The answer is every line in the data below that contains the word "above".

_Excerpted data_:
= Beginning of Section =

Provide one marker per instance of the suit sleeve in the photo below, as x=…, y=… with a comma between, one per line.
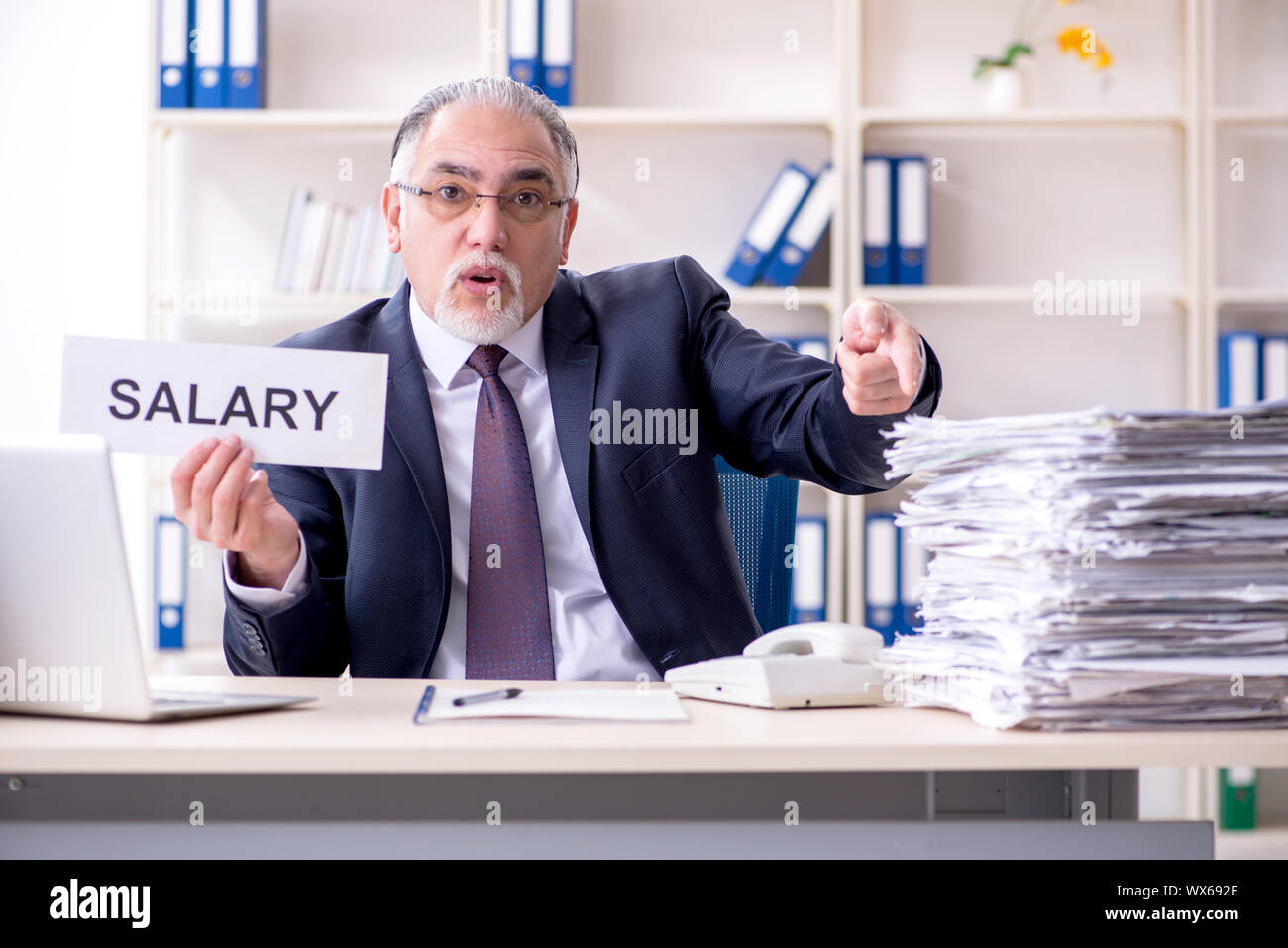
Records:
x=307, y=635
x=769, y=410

= End of Section =
= Beginning of Section =

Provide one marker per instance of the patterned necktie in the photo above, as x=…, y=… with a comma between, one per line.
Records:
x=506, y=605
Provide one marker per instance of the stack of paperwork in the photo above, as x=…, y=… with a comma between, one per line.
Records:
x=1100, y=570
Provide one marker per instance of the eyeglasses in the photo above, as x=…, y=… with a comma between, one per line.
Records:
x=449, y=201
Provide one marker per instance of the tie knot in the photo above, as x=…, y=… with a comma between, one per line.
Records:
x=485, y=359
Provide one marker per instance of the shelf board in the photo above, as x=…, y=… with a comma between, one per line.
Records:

= End of Section =

_Answer space_:
Provide one marker per instance of the patterned necktie in the photo above, as x=…, y=… with a comma between, one per line.
Provide one marker per instance of the stack of paperwork in the photo above, as x=…, y=… with a comma between, one per line.
Provide one marker per instance of the eyeglasses in the photo above, as x=…, y=… with a comma between, one per line.
Provide one marker per instance of the tie knot in the photo above, as x=…, y=… with a comma between, one per line.
Provide one marker per instance of the shelf board in the photo above, as x=…, y=… with a comma between, one per line.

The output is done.